→ **REQUIRED WORK**: Recast every line of the listing below as a numbered list, omitting blank lines and leaving the pictures out.

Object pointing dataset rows
- - - -

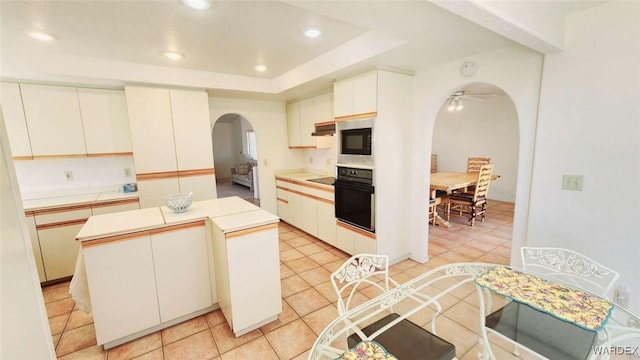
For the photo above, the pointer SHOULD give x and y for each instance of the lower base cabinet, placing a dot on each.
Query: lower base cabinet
(122, 286)
(353, 240)
(59, 249)
(141, 282)
(248, 276)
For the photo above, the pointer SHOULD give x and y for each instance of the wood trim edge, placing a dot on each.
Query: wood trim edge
(305, 195)
(356, 116)
(61, 224)
(371, 236)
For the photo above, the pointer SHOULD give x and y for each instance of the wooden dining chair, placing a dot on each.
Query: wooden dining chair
(473, 203)
(474, 163)
(405, 340)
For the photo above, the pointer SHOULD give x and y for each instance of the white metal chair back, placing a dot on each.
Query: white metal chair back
(358, 270)
(570, 267)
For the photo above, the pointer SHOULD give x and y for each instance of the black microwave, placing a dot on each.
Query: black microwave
(356, 141)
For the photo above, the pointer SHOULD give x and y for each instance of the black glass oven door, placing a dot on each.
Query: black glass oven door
(354, 204)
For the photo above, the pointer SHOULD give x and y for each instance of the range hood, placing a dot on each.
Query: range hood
(327, 128)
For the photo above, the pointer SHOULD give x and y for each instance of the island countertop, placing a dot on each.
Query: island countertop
(127, 222)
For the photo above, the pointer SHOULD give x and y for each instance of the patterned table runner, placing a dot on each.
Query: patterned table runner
(578, 307)
(367, 350)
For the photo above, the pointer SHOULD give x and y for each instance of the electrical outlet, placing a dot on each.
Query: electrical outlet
(572, 182)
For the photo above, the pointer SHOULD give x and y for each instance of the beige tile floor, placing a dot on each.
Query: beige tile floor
(308, 302)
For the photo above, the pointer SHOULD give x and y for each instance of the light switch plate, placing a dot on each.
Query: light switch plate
(572, 182)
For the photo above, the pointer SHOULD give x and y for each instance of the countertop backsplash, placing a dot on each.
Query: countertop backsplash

- - - -

→ **CORRECT ANSWER**:
1. For the photo above, the pointer SHOULD give x and y for each instance of the lower base cabinet, placing a dot on each.
2. Query: lower base cabinet
3. (122, 286)
4. (353, 240)
5. (59, 249)
6. (141, 282)
7. (248, 276)
8. For the photo above, the pointer SHOULD give x and y for each instance of the wood trim edge, placing a dot on each.
9. Query: wood trim edge
10. (305, 195)
11. (356, 116)
12. (61, 224)
13. (371, 236)
14. For the photo above, the pointer SHOULD give x and y for each instance of the wooden dining chair, placing a dot on each.
15. Query: wooden dining chair
16. (473, 203)
17. (474, 163)
18. (405, 340)
19. For the photo above, the pointer SHOULD give x and y for each instance of the white metal chair back, placing a dot on each.
20. Query: white metal chair back
21. (358, 270)
22. (570, 267)
23. For the photo above, the pointer SHOULD give x and y for each instance of the black microwave, placing a dot on each.
24. Query: black microwave
25. (356, 141)
26. For the photo above, the pointer SHOULD give x and y for each instance of the black glass oven door, placing a dot on each.
27. Query: black glass oven door
28. (354, 204)
29. For the photo above, the pointer SHOULD give x and y for each instance of the range hood, placing a dot on each.
30. Query: range hood
31. (327, 128)
32. For the photo above, the pointer SHOULD give x and y for each instance of the island countertop, placing a dot on each.
33. Query: island countertop
34. (127, 222)
35. For the photo above, the pointer SHOULD give x and y for each instance of the patterned table runner, placing a dot on each.
36. Query: patterned table runner
37. (578, 307)
38. (367, 350)
39. For the photo above, the pointer SHOULD give x and y for each instance of the electrical outlet, placing a dot on each.
40. Query: electrical outlet
41. (572, 182)
42. For the photo above, the pointer SHOULD give x and y for each instance of the beige tile floor, placing a dot on each.
43. Query: beige tile floor
44. (308, 302)
45. For the photo above, the pointer SHOULD give x and y for each instance of the light switch plate, placing a dot on each.
46. Query: light switch plate
47. (572, 182)
48. For the photo above, the pointer SHOULD give x and y for each instance of the countertop backsplash, placing a dot on each.
49. Query: countertop backsplash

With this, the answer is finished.